EXERCISE DATA Block Start

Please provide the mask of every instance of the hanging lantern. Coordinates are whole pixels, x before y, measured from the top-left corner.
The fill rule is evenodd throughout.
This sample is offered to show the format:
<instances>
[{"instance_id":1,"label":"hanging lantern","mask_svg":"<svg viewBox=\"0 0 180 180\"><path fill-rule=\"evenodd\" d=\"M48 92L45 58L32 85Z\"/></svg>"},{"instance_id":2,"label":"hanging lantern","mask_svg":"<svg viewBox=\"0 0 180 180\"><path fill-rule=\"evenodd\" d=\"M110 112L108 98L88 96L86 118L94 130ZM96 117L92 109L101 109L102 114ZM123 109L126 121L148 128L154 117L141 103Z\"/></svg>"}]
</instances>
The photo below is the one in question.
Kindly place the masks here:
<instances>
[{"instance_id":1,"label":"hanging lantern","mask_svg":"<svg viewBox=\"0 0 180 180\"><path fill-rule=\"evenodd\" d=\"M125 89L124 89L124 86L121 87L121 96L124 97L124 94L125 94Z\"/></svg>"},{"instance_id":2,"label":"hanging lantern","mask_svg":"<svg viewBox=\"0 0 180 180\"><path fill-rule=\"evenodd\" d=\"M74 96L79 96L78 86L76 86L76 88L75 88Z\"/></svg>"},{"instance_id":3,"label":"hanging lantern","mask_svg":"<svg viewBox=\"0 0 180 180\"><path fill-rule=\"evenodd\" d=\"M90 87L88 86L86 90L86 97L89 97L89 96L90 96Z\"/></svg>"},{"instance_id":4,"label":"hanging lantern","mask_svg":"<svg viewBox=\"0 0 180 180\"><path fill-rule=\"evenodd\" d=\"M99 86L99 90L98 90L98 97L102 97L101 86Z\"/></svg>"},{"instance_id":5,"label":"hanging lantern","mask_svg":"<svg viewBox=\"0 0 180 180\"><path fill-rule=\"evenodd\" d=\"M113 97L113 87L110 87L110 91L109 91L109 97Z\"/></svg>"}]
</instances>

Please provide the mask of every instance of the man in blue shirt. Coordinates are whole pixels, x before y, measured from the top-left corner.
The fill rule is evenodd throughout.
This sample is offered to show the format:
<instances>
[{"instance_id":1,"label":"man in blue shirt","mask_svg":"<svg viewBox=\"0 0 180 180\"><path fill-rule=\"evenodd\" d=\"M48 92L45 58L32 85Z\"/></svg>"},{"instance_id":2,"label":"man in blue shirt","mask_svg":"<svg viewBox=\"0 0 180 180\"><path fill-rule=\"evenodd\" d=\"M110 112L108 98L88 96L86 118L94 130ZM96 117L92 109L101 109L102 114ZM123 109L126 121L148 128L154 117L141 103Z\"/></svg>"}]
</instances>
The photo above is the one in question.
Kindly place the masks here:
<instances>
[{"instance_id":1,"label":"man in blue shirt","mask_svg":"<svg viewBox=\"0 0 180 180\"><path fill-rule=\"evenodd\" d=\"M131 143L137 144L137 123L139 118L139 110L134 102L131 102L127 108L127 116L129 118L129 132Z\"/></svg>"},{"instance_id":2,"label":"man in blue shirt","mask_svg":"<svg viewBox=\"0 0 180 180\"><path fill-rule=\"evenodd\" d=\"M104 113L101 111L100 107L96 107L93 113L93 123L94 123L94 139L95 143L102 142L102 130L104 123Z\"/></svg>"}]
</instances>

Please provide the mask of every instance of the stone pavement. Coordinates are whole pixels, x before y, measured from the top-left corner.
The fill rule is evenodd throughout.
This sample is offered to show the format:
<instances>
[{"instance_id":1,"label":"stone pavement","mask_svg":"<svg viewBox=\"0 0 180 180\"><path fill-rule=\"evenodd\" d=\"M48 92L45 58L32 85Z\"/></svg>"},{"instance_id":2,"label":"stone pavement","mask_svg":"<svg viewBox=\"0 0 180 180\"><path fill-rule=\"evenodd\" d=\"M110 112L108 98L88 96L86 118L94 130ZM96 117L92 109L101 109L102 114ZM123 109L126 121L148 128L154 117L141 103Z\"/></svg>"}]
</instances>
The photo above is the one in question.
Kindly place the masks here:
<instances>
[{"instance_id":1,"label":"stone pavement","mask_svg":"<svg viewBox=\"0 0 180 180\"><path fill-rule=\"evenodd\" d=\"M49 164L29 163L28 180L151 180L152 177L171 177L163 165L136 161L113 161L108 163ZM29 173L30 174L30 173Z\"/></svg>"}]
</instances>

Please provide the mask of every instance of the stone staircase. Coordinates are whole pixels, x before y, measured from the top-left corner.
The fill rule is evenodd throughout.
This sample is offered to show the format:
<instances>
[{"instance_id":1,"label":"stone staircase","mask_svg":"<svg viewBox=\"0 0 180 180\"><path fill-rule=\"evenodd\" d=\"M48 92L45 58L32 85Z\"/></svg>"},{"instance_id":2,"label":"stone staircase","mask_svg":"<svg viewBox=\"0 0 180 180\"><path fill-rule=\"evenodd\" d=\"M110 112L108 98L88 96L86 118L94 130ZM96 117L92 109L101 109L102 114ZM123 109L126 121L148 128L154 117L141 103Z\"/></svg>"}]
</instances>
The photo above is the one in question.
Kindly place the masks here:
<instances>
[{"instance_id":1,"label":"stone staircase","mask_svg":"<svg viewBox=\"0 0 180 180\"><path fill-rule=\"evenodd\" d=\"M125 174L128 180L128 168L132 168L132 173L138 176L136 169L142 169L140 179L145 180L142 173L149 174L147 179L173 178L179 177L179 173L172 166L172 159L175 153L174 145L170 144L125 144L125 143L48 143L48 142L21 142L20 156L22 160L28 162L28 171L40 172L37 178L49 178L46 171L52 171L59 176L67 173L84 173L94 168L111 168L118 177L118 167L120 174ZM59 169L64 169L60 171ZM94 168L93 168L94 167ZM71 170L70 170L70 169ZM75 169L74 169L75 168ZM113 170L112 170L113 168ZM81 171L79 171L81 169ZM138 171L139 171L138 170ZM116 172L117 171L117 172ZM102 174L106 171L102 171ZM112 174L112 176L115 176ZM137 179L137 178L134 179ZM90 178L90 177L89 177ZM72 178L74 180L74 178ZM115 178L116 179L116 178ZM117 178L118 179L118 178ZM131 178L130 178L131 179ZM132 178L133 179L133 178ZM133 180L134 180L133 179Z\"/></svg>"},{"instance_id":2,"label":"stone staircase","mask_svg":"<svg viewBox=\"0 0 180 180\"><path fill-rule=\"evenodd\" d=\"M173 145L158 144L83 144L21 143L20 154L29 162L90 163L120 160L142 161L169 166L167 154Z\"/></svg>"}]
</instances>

EXERCISE DATA Block End

→ **EXERCISE BRIEF**
Your task is to quote, without any alteration, the lines running from the top of the records to the line that holds "The photo below is the one in question.", both included.

→ **OUTPUT OF THE TASK**
Please provide the mask of every instance of the hanging lantern. Coordinates are whole pixels, x before y, measured from the top-left corner.
The fill rule is evenodd throughout.
This sample is offered to show the format:
<instances>
[{"instance_id":1,"label":"hanging lantern","mask_svg":"<svg viewBox=\"0 0 180 180\"><path fill-rule=\"evenodd\" d=\"M48 92L45 58L32 85Z\"/></svg>"},{"instance_id":2,"label":"hanging lantern","mask_svg":"<svg viewBox=\"0 0 180 180\"><path fill-rule=\"evenodd\" d=\"M110 112L108 98L88 96L86 118L94 130ZM96 117L92 109L101 109L102 114ZM123 109L126 121L148 128L154 117L141 103Z\"/></svg>"}]
</instances>
The photo below is the one in question.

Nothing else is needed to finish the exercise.